> _Passage_
But much of the day focused on overwhelmingly bad news for the world. Harvard’s Sam Myers presented potential impacts on the global food supply that go beyond the links between extreme weather and crop failure. Research shows that increased CO2 actually decreases nutrients in certain food crops, he said.

Rising temperatures, he added, encourage some forms of plant blight, and could also make the backbreaking outdoor work of food production impossible in regions like northern Africa.

Psychologist Lise Van Susteren introduced examples which she said illustrate climate change’s impacts not on the body, but on the mind. “Climate anxiety” and its sharper cousin, “climate trauma,” contribute to depression, substance abuse, violence, and more, she said.

“Destructive impacts from climate change,” she said, “will someday be treated as if they were child abuse.”

Sir Andy Haines of the London School of Hygiene and Tropical Medicine tried gamely to provide an antidote to the barrage of negative news. ”Motivating people through fear, is often difficult, and can lead to cynicism,” he said. Instead, promoting the health benefits of a low-carbon economy can be a winning strategy.

> _Assignment 1_
Name every speaker quoted or paraphrased in the climate and health passage.
> _Assignment 2_
In the climate and health passage, what did Sam Myers say increased CO2 does to certain food crops?
> _Assignment 3_
Write the next part of the climate and health passage, picking up after its last sentence.
The listing has nothing to do with the climate and health passage.

> _Excerpted records_
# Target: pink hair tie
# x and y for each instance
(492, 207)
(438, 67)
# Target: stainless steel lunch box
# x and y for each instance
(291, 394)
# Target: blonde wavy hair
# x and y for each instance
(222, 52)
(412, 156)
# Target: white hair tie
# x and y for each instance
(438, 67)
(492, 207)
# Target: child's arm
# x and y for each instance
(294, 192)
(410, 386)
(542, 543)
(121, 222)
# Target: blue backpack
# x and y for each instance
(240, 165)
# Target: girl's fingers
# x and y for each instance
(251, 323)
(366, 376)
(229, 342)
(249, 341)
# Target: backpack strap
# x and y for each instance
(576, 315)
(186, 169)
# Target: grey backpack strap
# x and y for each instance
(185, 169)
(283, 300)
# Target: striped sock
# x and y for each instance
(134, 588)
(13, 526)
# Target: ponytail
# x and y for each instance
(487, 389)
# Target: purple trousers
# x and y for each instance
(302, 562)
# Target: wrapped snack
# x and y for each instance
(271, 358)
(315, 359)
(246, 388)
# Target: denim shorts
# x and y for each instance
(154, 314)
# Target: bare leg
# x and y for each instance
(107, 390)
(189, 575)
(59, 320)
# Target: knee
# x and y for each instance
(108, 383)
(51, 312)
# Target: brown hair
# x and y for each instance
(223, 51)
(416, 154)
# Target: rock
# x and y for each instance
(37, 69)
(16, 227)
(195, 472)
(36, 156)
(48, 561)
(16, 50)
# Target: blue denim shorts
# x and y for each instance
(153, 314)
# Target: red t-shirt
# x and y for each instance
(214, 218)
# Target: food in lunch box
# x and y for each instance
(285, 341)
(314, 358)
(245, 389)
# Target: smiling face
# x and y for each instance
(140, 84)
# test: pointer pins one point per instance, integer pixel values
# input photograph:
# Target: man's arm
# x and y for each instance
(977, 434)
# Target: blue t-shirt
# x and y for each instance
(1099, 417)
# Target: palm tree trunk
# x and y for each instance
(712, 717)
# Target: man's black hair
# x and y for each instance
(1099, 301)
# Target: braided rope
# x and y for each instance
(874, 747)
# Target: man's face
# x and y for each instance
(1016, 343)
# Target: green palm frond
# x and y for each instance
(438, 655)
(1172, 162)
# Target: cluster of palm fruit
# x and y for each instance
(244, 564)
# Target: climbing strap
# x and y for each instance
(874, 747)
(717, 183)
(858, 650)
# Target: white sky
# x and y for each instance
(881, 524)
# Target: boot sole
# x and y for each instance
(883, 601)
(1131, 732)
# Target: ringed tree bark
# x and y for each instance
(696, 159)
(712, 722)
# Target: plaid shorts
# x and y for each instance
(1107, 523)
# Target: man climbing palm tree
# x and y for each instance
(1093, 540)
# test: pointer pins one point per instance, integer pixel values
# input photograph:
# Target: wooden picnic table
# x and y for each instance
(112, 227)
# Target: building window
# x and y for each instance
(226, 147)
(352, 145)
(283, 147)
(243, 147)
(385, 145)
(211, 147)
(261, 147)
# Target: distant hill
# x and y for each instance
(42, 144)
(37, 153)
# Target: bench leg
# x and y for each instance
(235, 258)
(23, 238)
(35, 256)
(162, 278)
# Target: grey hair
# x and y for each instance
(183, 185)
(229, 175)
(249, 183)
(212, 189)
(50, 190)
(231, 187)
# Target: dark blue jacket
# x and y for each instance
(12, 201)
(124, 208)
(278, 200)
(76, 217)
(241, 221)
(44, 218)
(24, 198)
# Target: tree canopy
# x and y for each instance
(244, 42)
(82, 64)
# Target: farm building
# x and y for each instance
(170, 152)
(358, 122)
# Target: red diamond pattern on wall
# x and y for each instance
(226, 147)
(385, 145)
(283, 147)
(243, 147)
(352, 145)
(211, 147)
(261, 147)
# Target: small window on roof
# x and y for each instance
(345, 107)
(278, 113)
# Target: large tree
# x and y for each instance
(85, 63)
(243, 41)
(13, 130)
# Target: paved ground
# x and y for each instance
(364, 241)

> _Exercise response 1_
Sam Myers, Lise Van Susteren, Sir Andy Haines

> _Exercise response 2_
It decreases their nutrients.

> _Exercise response 3_
"Destructive impacts from climate change will someday be treated as if they were child abuse."-Lise Van Susteren

The cost savings from those benefits will more than offset any financial hit occasioned by moving away from fossil fuels. Haines added the semi-obvious: Eschewing the car for a bike or a hike cuts emissions and increases health simultaneously.

Electric cars and bicycles, he said, cut both emissions and noise, while improved building efficiency can both reduce heating and cooling and indoor air pollution. Conversion from a heavily meat-reliant diet would provide twin benefits to health and climate.

Other panelists and speakers discussed the health impacts of adapting to a changing climate; the unique challenges of climate-related health issues in poor and minority communities; and the Centers for Disease Control and Prevention’s assistance to state and local governments on climate issues.

Healthcare advocate Gary Cohen tossed out a stat that was clearly intended to drive home the public health community’s role in climate issues: “Our addiction to fossil fuels…. is killing more people than AIDS, malaria and TB combined.”

Cohen added “In the 21st Century we can no longer support healthy people on a sick planet.”

The conference closed with a panel on climate communication. It was mostly a primer for solid climate communication by health professionals, but one of the panelists was hardly a “usual suspect” in all things climate. Jerry Taylor was a CATO Institute Vice President often booked onto TV talk shows to call climate science into question. For the past few years, he’s burned former political bridges by acknowledging climate change and advocating a carbon tax. “After 20 years of wrestling with the climate bear, I lost,” he said.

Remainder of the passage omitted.